What's "driving" this change, you ask? The NYPD. Cops have traded in their sedans for SUVs, which present more of a risk to other drivers and pedestrians than the previously-used sedans.

According to the report, the City's payouts for car crashes involving municipally owned vehicles are also on the rise: $130.1 million in 2022. And unlike the scofflaws who drive around the city with fake license plates, it's theoretically easier to identify who's at fault (though these might be the same municipal scofflaws, just different municipal vehicles).

The NYPD alone was responsible for 181 settled claims last year, and between 2012 and 2021, the City paid out $246.8 million in NYPD crash claims, more than a third of the total spent by the City on crash claims overall. DSNY also accounts for 28 percent of total crashes resulting in settlements of more than $1 million. (They're serious about you needing to park close to the curb for garbage collection.)

▸ **Supplied information**
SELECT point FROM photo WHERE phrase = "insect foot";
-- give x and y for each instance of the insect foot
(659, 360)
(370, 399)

▸ **Exercises**
1. Quote the passage on New York City vehicle crash payouts word for word, beginning at the words "According to the" and stopping after "for garbage collection.)".
2. Write the next part of the passage on New York City vehicle crash payouts, picking up after its last sentence.

▸ **Solved tasks**
1.
According to the report, the City's payouts for car crashes involving municipally owned vehicles are also on the rise: $130.1 million in 2022. And unlike the scofflaws who drive around the city with fake license plates, it's theoretically easier to identify who's at fault (though these might be the same municipal scofflaws, just different municipal vehicles).

The NYPD alone was responsible for 181 settled claims last year, and between 2012 and 2021, the City paid out $246.8 million in NYPD crash claims, more than a third of the total spent by the City on crash claims overall. DSNY also accounts for 28 percent of total crashes resulting in settlements of more than $1 million. (They're serious about you needing to park close to the curb for garbage collection.)

2.
The comptroller's report found that crashes were concentrated in East Harlem in Manhattan; East New York, Bedford-Stuyvesant, and Prospect Lefferts-Gardens in Brooklyn; the South Bronx; and Southeast Queens—all areas with higher poverty rates than the rest of the city or their corresponding boroughs. Does this actually mean having more cops in a neighborhood actually makes its roads less safe? Who's to say!

To drive down the costs of settlements (and, oh yeah, make streets safer) the comptroller is recommending that the City slow down municipal cars (a pilot program is already trying this out), reduce the number of City-owned vehicles, and crack down on employees who drive recklessly. None of the recommendations directly address the NYPD's own supersized fleet.

But according to the report, if City agencies could reduce their crash claims by 20 percent, it would result in savings of $25 million per year—plenty of cash to cover the Adams administration's proposed cuts to the city's library systems.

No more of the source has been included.